#### Records ####

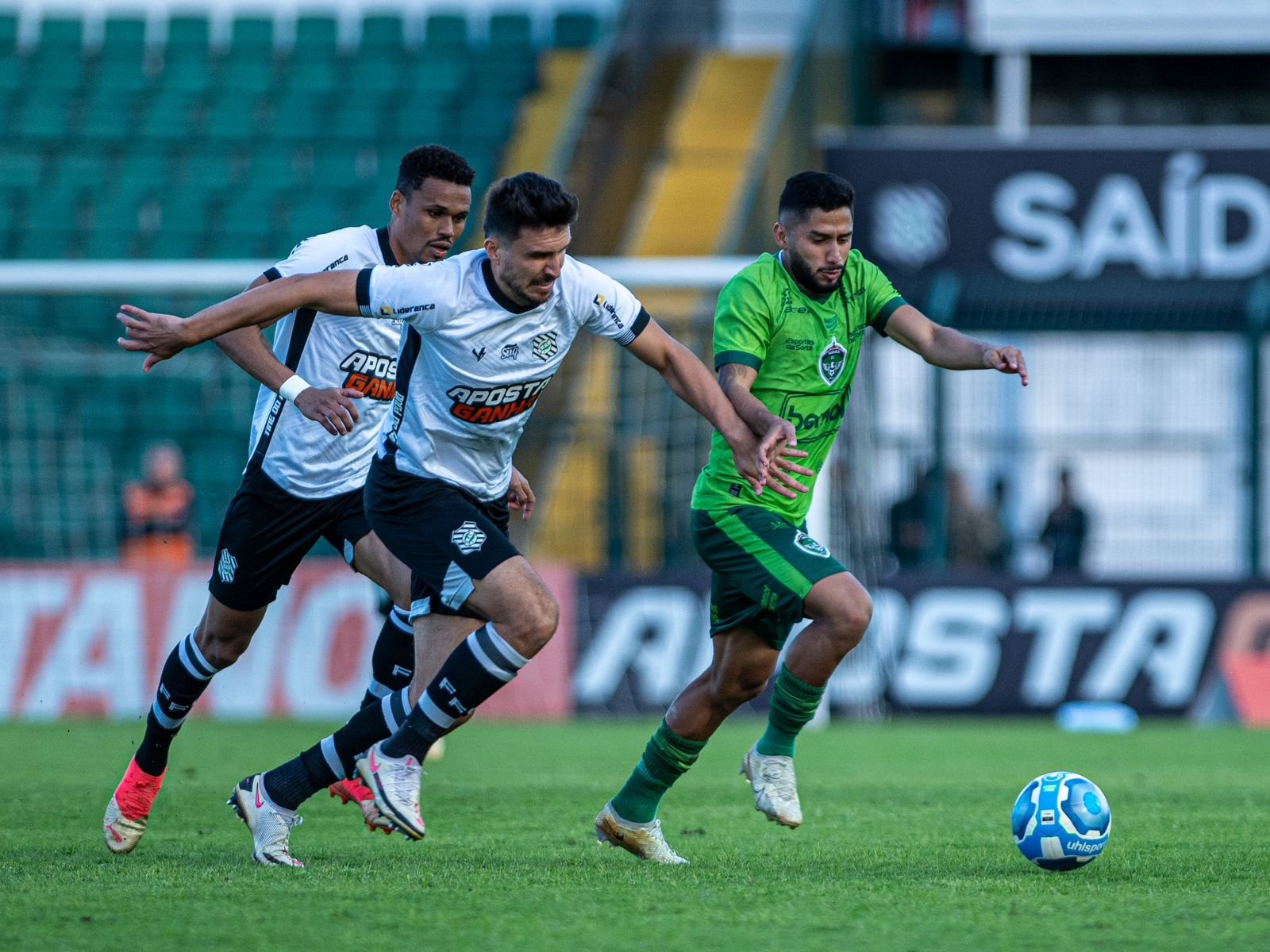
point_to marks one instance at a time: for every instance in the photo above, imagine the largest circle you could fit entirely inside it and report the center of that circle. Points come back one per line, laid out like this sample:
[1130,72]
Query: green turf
[906,847]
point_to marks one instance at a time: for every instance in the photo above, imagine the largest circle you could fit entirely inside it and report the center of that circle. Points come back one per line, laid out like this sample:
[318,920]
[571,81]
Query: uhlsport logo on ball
[1060,822]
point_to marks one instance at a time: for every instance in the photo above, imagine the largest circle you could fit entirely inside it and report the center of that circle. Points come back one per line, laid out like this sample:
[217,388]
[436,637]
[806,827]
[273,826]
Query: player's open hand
[520,495]
[778,452]
[1007,359]
[749,459]
[330,406]
[156,334]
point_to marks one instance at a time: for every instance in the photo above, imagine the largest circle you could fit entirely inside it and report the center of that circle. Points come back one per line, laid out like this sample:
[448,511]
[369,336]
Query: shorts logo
[375,374]
[833,359]
[489,405]
[810,546]
[544,346]
[468,539]
[226,566]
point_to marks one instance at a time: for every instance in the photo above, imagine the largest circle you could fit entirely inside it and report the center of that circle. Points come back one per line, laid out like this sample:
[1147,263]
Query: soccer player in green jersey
[787,340]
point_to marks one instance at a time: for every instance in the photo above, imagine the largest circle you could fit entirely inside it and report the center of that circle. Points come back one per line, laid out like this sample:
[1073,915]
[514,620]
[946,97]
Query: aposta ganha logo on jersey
[495,404]
[375,374]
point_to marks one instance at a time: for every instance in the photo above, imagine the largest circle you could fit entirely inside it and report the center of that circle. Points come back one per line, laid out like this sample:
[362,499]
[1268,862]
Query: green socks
[666,758]
[793,706]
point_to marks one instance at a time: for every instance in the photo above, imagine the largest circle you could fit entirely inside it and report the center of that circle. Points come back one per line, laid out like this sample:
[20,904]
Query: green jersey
[806,352]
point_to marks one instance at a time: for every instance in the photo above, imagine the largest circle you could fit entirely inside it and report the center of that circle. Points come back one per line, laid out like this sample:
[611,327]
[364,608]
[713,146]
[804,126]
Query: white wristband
[292,386]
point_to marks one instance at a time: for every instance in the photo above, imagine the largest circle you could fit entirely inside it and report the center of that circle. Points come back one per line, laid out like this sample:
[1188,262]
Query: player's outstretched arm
[690,381]
[948,348]
[164,336]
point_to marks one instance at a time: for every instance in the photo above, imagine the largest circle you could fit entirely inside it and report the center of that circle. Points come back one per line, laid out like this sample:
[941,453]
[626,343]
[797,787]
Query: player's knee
[849,619]
[854,620]
[535,624]
[740,689]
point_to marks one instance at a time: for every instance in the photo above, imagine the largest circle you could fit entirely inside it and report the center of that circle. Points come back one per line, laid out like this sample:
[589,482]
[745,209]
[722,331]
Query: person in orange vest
[159,511]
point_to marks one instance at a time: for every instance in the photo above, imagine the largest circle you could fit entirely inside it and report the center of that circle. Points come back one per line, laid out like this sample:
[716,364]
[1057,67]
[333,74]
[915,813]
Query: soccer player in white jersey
[300,484]
[487,332]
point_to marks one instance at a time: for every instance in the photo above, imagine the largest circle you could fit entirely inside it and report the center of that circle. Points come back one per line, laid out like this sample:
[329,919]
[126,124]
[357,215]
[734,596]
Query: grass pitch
[906,846]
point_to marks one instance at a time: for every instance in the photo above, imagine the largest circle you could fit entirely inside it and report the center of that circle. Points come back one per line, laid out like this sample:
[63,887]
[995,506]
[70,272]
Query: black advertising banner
[1079,209]
[937,645]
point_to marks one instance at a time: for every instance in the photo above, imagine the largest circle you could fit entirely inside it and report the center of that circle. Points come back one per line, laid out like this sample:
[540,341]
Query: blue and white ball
[1060,822]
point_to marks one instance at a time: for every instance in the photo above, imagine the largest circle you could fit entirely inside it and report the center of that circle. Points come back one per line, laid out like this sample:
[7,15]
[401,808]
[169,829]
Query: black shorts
[444,535]
[267,532]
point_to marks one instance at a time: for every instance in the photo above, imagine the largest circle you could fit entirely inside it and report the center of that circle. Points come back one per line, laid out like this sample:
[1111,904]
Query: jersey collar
[385,247]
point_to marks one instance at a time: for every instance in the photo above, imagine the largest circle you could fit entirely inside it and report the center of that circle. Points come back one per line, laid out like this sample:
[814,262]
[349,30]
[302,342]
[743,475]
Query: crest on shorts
[810,546]
[544,346]
[468,539]
[833,359]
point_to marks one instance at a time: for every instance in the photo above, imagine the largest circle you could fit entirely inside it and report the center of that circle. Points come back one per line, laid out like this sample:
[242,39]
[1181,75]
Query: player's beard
[808,278]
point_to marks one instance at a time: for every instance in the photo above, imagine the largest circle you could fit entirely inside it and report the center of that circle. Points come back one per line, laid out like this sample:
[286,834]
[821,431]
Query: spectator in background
[1066,528]
[1001,546]
[911,537]
[158,512]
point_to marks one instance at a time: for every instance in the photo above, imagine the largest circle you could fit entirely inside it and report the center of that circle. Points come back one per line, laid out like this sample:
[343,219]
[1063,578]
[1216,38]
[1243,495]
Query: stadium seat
[381,35]
[124,32]
[311,213]
[44,238]
[23,167]
[79,171]
[44,116]
[171,116]
[207,171]
[356,121]
[575,31]
[341,165]
[108,114]
[233,116]
[110,241]
[188,33]
[186,71]
[446,32]
[298,114]
[273,168]
[249,63]
[376,74]
[8,35]
[511,31]
[13,73]
[317,35]
[57,63]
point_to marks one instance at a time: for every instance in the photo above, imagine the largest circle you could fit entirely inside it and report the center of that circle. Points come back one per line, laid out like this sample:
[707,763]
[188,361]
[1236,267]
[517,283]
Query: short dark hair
[816,190]
[530,201]
[432,163]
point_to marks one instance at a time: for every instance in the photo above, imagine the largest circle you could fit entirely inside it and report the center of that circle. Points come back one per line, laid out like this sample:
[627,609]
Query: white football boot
[395,784]
[129,810]
[775,786]
[271,827]
[641,839]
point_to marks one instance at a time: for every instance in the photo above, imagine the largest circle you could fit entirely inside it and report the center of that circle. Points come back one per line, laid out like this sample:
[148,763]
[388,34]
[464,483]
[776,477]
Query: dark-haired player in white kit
[302,486]
[487,333]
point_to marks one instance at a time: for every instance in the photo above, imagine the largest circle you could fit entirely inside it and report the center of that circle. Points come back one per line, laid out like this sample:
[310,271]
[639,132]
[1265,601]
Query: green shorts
[762,568]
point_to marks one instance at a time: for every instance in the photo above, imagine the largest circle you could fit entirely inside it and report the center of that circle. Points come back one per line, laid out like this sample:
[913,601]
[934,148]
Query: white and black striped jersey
[473,365]
[328,351]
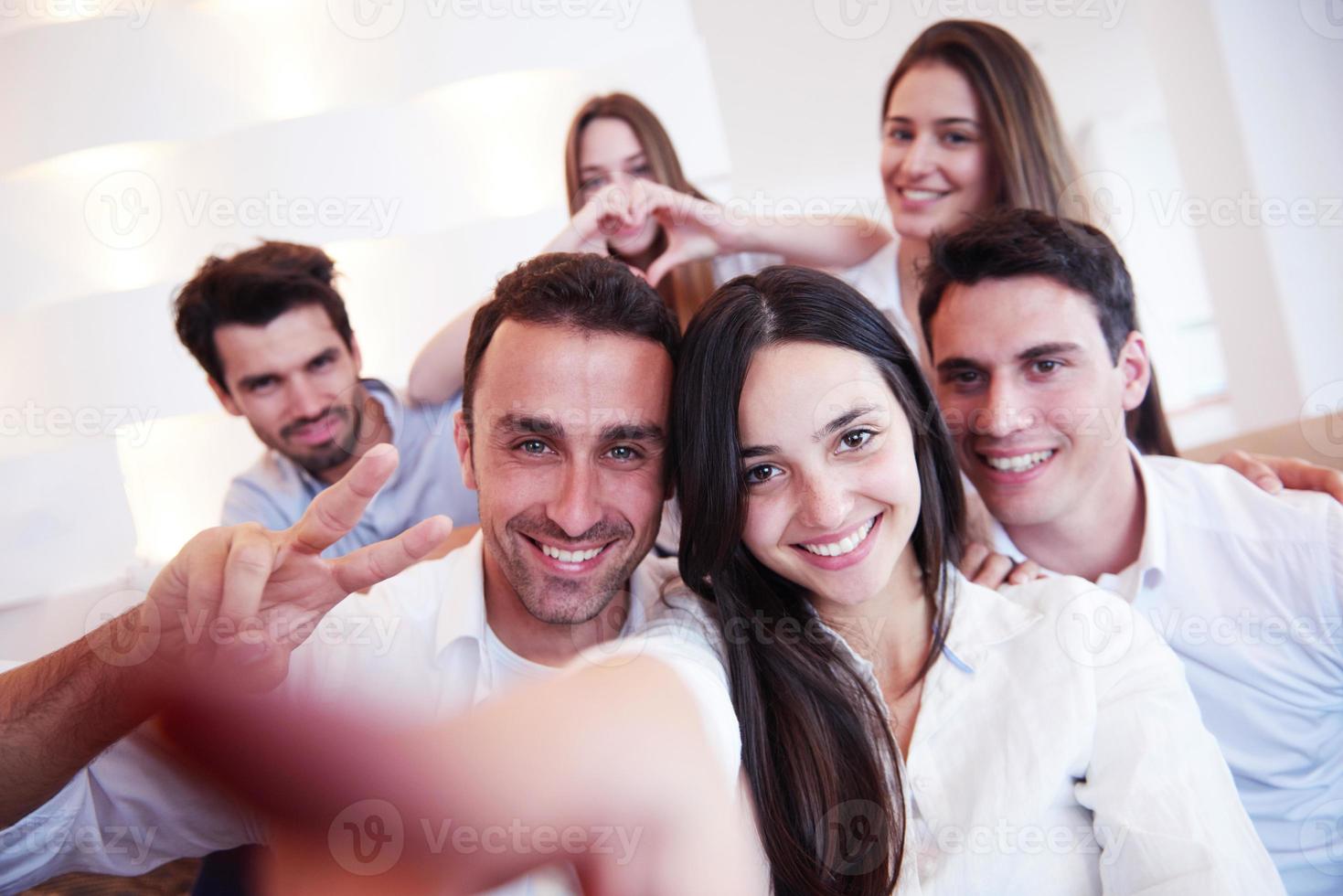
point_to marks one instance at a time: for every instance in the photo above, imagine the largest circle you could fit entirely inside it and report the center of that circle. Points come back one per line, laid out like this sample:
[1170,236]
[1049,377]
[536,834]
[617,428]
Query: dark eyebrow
[1050,348]
[634,432]
[624,162]
[254,380]
[833,426]
[938,121]
[529,425]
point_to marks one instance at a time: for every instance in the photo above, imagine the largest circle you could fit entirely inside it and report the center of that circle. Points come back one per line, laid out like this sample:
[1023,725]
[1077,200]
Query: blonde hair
[1029,157]
[1030,163]
[687,288]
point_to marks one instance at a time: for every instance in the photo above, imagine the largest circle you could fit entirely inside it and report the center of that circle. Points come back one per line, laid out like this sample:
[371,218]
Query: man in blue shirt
[277,347]
[1033,336]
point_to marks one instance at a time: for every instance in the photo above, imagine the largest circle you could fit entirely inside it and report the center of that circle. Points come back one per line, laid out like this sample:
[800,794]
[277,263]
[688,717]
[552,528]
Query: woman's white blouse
[1059,750]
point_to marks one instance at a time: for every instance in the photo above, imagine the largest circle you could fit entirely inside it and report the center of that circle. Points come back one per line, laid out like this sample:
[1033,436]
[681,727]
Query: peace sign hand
[249,595]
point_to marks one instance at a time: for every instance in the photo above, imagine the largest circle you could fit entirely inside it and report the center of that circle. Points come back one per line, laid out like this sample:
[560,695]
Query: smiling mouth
[922,195]
[563,555]
[844,546]
[1017,463]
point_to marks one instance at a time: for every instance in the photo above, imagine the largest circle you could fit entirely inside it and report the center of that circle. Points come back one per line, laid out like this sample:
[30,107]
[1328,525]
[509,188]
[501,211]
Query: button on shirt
[412,650]
[1246,587]
[427,480]
[1059,750]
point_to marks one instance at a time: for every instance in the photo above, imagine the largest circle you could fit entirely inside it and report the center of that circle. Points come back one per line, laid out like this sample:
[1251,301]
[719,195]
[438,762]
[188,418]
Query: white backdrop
[421,143]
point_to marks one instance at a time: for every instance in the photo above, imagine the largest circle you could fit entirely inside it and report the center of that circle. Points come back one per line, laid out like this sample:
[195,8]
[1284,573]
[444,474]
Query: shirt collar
[982,618]
[463,612]
[1154,551]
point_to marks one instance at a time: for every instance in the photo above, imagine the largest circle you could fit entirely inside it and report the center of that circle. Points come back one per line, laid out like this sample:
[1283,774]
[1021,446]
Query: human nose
[825,503]
[575,507]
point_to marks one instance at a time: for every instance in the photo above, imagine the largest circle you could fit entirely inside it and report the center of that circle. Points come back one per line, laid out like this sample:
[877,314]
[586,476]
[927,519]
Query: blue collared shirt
[429,480]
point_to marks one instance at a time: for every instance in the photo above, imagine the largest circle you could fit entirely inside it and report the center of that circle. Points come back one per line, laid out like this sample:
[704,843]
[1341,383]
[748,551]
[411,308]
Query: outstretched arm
[220,600]
[607,764]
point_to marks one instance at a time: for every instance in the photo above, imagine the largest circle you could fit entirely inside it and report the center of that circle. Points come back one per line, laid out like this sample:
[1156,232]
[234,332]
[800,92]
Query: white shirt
[879,281]
[1059,750]
[414,650]
[1246,587]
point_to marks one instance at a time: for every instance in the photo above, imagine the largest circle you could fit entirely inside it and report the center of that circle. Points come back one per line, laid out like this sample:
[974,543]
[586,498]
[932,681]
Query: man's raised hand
[249,597]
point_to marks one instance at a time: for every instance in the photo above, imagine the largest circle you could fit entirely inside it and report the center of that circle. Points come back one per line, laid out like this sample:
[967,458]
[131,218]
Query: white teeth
[1018,464]
[570,557]
[844,546]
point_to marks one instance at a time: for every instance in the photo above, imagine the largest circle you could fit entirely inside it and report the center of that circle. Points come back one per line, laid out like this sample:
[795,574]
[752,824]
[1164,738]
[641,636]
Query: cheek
[890,156]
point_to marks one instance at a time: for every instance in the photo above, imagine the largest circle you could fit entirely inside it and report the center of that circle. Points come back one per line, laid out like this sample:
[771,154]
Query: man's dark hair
[587,293]
[254,288]
[1019,242]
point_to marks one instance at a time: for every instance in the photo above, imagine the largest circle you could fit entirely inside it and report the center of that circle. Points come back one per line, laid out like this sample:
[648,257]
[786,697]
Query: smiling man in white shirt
[1030,325]
[566,449]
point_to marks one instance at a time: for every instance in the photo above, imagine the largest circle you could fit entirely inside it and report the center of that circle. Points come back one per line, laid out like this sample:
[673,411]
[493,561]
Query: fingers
[1295,473]
[973,559]
[251,558]
[336,509]
[378,561]
[1253,469]
[994,571]
[1024,572]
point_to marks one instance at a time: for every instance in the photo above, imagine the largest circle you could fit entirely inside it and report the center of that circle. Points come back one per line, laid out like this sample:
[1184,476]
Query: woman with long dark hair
[822,516]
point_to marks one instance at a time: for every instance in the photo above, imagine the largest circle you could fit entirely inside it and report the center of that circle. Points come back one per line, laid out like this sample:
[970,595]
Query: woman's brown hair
[815,747]
[1030,163]
[687,288]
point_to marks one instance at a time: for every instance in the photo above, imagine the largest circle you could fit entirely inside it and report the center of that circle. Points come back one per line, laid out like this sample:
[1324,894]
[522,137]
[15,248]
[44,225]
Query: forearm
[610,761]
[57,713]
[440,368]
[830,242]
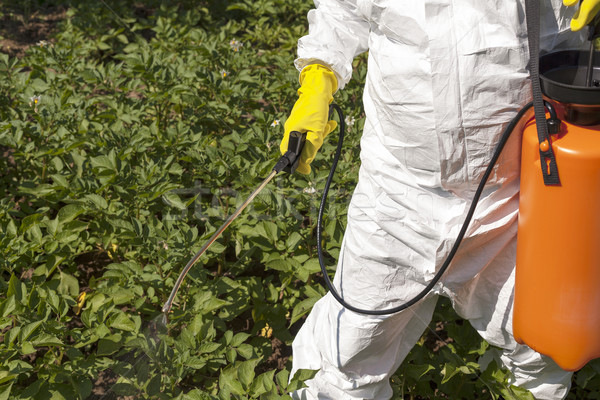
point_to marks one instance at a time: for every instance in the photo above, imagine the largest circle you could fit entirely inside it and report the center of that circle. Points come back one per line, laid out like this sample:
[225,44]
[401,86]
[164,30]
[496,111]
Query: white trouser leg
[487,302]
[355,354]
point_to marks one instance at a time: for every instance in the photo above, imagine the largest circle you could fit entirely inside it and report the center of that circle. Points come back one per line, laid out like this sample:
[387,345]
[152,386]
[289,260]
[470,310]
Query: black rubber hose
[504,138]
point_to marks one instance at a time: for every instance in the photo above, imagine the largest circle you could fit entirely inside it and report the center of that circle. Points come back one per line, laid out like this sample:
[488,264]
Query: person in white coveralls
[444,78]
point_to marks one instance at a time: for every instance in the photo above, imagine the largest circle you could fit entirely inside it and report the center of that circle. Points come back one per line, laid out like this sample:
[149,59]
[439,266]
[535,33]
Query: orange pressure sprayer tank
[557,284]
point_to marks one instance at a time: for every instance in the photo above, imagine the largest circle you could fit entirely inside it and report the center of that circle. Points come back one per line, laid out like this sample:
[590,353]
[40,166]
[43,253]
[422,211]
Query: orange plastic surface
[557,288]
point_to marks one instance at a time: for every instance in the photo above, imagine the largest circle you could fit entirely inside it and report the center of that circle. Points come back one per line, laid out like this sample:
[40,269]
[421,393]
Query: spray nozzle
[289,161]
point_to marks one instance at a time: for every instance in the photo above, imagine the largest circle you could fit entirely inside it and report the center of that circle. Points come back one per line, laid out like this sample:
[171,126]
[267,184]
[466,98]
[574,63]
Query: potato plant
[127,138]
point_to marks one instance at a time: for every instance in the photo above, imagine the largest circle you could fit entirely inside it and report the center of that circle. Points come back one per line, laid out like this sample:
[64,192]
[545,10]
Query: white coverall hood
[444,78]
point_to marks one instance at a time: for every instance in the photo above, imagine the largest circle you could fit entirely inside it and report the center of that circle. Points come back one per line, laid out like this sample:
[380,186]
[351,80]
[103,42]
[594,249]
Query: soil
[21,28]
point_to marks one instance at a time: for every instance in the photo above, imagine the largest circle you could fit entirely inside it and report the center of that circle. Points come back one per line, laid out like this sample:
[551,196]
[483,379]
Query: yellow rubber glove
[311,112]
[586,13]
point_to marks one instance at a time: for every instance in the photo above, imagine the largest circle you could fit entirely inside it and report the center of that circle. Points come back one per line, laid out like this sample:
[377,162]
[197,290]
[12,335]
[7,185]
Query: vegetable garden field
[129,132]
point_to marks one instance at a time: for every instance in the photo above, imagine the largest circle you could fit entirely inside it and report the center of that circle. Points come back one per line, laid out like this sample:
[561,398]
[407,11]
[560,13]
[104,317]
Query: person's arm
[338,32]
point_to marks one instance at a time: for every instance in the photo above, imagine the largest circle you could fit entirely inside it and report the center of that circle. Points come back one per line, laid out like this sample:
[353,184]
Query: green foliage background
[152,127]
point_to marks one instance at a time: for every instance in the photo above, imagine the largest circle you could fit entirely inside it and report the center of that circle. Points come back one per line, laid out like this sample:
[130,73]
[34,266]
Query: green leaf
[300,376]
[173,200]
[5,391]
[108,345]
[123,322]
[69,213]
[28,330]
[82,385]
[68,285]
[302,308]
[245,371]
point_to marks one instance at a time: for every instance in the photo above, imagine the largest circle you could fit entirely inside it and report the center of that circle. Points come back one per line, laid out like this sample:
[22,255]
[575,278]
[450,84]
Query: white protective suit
[444,78]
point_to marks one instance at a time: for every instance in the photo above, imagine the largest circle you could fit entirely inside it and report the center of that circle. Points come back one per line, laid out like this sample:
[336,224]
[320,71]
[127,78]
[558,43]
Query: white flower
[34,100]
[350,121]
[235,44]
[310,189]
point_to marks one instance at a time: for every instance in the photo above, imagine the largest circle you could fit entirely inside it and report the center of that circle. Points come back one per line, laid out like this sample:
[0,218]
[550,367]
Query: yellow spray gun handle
[586,13]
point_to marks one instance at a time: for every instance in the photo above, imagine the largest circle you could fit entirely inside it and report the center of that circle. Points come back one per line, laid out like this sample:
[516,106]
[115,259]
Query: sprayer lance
[288,163]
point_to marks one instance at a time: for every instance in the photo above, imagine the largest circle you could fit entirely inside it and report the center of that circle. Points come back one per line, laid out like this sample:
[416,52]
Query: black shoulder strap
[547,159]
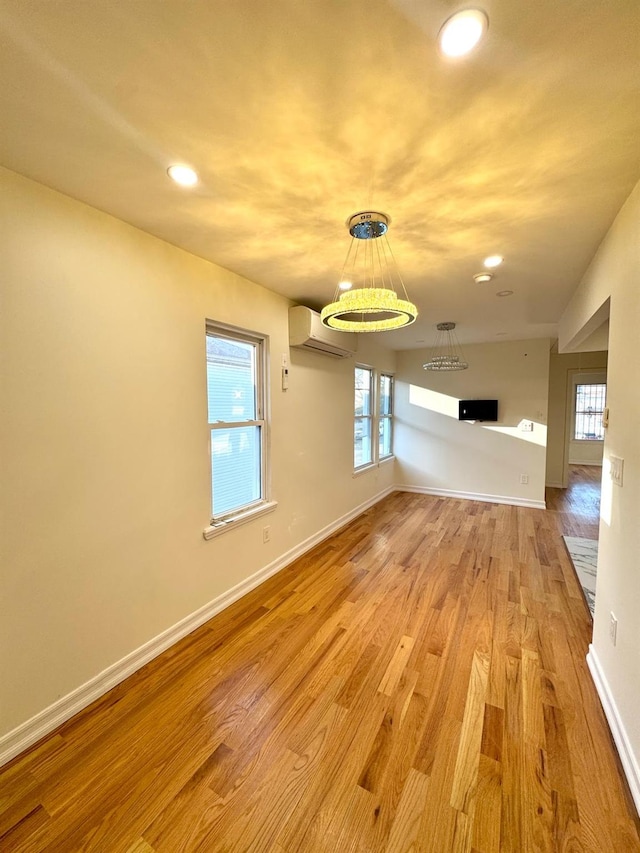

####

Written problem — Find each line above that contains the string "dark" and copy it out. Case counts.

Answer to the problem —
Query: short dark hair
Query: dark-haired player in white kit
Query: dark eyebrow
Query: man's dark hair
Query: woman with long dark hair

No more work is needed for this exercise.